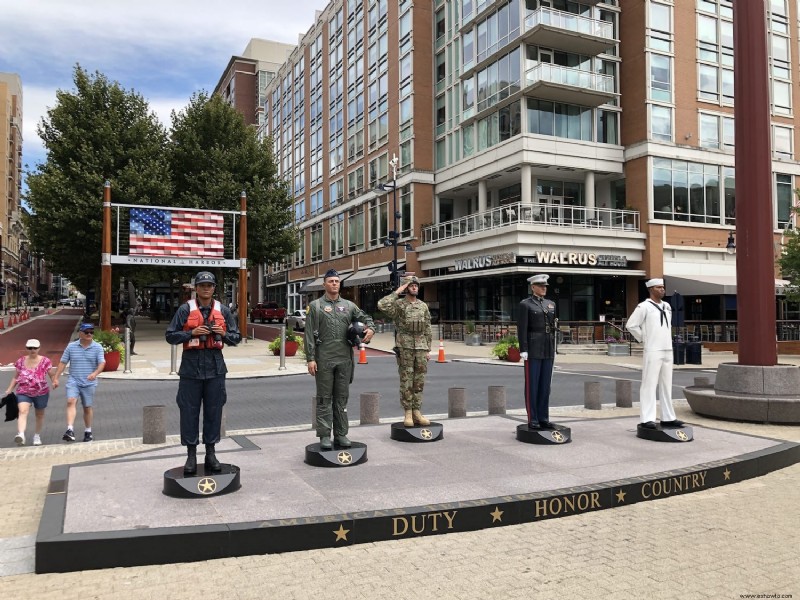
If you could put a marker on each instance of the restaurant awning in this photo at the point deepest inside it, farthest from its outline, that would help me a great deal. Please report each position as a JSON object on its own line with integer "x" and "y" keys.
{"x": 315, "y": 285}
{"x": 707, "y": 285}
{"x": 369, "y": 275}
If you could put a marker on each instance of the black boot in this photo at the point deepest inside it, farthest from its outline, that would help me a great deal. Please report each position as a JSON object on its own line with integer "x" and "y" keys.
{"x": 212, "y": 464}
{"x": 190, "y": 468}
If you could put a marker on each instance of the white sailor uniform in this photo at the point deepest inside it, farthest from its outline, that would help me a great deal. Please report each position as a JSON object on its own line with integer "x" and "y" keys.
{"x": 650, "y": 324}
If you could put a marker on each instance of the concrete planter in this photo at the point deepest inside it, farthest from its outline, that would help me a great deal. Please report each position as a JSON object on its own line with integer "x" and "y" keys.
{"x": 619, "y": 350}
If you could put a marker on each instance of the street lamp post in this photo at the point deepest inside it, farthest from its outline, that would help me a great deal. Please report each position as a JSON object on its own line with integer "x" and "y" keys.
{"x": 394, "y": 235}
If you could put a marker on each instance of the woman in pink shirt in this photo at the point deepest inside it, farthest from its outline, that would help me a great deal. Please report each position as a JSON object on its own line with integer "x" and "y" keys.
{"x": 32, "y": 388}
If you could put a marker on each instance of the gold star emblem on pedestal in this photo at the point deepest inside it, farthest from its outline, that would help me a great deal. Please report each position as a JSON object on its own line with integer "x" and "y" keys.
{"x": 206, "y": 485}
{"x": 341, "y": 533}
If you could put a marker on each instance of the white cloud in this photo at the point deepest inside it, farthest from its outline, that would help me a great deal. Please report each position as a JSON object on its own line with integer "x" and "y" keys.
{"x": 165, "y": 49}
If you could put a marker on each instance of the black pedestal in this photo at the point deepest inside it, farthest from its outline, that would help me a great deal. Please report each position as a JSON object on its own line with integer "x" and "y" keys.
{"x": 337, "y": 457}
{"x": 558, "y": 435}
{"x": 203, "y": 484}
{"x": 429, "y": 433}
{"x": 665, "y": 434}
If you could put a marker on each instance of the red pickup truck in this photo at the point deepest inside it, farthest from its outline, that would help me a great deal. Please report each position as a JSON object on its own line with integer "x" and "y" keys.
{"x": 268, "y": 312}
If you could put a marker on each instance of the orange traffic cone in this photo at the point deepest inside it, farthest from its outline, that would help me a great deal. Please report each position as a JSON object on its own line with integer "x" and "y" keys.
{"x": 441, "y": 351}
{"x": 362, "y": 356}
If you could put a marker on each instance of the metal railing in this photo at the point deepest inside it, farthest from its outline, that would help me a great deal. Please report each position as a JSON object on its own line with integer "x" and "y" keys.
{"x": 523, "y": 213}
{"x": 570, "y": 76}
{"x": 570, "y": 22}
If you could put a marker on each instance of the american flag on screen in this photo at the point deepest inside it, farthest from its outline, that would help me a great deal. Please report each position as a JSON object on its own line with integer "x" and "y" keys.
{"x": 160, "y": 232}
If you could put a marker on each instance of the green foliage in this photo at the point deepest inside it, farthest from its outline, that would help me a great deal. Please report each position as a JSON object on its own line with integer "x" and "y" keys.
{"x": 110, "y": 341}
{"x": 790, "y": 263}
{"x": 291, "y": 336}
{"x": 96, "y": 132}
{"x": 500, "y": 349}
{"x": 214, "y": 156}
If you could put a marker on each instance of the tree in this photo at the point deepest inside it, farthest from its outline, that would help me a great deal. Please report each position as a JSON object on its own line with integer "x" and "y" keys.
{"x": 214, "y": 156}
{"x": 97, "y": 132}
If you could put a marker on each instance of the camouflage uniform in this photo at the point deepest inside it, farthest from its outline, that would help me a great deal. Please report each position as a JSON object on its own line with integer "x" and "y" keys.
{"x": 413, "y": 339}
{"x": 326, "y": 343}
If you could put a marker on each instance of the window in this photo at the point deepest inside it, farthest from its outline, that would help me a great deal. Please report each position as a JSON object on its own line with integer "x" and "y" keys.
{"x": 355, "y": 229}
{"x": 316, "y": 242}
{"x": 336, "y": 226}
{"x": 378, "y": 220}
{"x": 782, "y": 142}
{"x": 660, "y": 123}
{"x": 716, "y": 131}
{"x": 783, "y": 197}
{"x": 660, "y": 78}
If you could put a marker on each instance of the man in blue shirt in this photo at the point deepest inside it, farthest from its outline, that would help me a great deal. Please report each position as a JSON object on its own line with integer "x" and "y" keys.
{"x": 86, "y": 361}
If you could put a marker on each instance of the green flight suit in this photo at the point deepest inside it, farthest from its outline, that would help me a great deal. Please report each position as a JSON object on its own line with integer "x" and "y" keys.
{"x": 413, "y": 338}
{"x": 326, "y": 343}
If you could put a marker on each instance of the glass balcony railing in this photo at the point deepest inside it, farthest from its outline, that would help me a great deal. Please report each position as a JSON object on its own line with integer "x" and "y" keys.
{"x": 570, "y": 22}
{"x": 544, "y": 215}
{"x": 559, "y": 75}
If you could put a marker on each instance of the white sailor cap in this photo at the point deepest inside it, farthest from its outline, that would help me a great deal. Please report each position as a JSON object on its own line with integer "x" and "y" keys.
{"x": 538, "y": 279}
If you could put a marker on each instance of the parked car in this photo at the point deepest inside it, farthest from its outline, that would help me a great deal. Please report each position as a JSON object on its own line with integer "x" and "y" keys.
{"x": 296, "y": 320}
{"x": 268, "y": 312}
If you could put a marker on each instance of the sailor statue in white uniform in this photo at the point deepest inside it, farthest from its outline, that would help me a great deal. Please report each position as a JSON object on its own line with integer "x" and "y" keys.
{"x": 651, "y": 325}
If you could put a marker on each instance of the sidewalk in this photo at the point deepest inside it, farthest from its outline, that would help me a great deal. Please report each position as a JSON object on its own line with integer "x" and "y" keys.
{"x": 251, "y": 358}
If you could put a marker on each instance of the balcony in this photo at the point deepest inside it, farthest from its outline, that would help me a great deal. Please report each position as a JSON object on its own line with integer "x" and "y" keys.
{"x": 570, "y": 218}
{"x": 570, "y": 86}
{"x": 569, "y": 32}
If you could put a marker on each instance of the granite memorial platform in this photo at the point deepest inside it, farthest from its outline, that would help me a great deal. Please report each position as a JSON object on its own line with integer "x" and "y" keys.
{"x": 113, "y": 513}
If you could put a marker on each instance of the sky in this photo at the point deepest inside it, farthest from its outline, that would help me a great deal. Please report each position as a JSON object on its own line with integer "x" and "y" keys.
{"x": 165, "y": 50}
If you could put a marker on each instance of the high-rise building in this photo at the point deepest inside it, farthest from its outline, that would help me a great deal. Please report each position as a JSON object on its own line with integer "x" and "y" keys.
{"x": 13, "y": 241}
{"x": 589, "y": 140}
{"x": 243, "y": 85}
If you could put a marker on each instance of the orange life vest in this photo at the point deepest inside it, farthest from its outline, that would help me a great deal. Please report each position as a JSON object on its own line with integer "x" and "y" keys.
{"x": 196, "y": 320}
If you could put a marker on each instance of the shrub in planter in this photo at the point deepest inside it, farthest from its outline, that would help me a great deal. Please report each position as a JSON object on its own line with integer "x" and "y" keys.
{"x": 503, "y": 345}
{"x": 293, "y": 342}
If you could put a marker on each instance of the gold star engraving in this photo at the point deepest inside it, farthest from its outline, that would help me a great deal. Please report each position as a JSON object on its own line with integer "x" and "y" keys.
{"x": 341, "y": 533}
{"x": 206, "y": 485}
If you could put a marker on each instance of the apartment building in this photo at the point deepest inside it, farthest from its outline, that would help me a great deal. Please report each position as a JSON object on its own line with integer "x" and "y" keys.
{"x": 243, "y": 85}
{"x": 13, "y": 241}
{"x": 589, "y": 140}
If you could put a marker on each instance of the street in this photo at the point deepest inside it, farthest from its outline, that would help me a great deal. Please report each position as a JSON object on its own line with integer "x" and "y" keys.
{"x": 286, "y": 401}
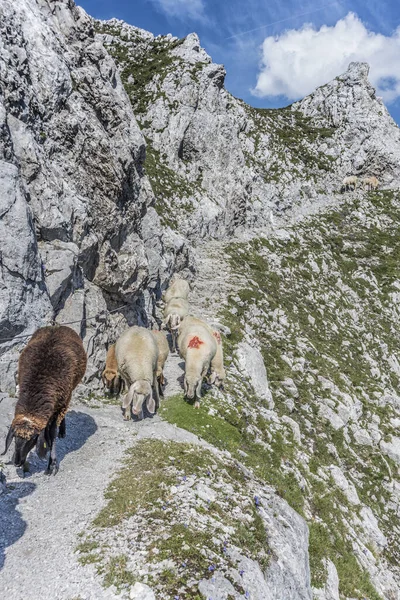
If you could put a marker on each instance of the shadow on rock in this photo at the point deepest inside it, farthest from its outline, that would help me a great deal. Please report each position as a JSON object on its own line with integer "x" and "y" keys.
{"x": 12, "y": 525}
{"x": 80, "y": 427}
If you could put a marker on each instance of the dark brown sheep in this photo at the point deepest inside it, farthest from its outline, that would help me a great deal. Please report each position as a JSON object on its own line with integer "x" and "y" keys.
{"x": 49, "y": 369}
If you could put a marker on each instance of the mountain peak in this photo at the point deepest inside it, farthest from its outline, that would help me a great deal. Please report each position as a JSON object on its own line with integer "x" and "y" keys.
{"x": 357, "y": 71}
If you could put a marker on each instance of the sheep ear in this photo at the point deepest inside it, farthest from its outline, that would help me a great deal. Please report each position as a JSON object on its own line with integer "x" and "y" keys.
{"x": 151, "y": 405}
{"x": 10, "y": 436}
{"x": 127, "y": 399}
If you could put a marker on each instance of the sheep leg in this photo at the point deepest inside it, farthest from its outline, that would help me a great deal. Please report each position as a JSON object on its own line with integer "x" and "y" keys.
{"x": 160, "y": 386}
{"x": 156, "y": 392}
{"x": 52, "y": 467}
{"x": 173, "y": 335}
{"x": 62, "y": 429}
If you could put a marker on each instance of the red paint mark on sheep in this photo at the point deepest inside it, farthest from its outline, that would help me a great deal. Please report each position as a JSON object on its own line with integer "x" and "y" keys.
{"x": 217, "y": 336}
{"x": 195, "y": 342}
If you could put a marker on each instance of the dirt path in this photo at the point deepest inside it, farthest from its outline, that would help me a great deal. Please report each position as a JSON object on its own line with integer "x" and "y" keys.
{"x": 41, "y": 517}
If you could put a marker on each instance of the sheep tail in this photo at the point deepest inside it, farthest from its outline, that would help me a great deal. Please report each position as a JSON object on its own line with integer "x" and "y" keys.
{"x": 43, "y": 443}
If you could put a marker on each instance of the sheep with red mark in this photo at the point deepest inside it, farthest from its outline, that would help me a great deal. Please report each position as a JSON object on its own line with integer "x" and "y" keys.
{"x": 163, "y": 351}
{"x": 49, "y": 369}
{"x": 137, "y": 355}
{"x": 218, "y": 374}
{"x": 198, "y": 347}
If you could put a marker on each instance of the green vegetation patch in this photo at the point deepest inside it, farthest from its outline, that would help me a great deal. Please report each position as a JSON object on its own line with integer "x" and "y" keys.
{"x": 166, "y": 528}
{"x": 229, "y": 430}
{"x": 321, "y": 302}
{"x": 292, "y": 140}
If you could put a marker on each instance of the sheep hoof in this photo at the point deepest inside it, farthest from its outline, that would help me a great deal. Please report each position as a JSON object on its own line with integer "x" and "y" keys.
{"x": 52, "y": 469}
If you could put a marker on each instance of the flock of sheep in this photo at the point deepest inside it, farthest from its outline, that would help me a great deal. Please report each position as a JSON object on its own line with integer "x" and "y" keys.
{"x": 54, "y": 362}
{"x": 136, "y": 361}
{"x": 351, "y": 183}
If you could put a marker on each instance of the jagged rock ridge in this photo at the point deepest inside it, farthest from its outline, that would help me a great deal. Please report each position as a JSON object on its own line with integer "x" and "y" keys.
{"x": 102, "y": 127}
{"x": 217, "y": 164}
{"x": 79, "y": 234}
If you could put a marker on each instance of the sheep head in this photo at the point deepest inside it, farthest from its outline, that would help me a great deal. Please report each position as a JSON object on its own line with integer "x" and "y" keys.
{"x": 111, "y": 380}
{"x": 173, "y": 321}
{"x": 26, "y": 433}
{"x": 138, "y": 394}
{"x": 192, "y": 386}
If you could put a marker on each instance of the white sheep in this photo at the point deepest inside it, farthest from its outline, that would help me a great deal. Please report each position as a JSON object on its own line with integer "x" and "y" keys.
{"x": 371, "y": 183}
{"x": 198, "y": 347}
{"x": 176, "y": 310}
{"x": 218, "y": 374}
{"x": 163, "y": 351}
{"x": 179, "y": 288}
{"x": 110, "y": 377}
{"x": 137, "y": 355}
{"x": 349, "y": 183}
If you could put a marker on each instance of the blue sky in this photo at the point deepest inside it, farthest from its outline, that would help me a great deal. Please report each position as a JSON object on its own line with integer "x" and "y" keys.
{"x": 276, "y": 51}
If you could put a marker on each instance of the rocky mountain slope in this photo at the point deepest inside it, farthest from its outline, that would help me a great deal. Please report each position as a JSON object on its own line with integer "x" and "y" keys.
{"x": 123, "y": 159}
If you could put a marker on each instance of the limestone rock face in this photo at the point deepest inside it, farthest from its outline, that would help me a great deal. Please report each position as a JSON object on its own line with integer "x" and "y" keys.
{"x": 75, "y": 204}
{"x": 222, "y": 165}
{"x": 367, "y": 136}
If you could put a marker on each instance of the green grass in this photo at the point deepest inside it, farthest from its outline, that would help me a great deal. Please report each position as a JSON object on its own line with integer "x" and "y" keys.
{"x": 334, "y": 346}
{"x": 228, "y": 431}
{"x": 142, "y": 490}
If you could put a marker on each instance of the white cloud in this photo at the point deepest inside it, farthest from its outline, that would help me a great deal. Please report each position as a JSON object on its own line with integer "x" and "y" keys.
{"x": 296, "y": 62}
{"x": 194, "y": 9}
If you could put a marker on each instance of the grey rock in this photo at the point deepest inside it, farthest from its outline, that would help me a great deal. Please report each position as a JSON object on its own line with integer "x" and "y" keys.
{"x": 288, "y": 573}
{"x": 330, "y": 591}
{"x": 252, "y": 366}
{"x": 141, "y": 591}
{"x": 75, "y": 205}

#### What is required
Copy the part of the material that opens with the line containing "the green grass" and closes at the end of the material, swapping in "gray boulder" wherever "grey rock" appears and leaving everything else unchanged.

#### Answer to this task
If you could put a marker on each instance of the green grass in this photo at the point deepest inside it, farthest from its outline, that would help me a great deal. Please report each position as a JSON object on its own line with integer "x" and "y" keys.
{"x": 334, "y": 346}
{"x": 228, "y": 431}
{"x": 142, "y": 490}
If you could put a marker on each instance of the white cloud in this photo at the point deepest inside it, farthest from its outline, that would help me a great deal. Please report each position as a JSON object on its own line with integer "x" and "y" keys.
{"x": 296, "y": 62}
{"x": 194, "y": 9}
If you could put a marker on each instance of the gray boulder in this photo at the point deepest inside it, farthest from its outline, that would help me a great deal. Please report each position as a JSON object on its own line with integer "x" and "y" keys.
{"x": 288, "y": 573}
{"x": 330, "y": 591}
{"x": 252, "y": 366}
{"x": 141, "y": 591}
{"x": 75, "y": 205}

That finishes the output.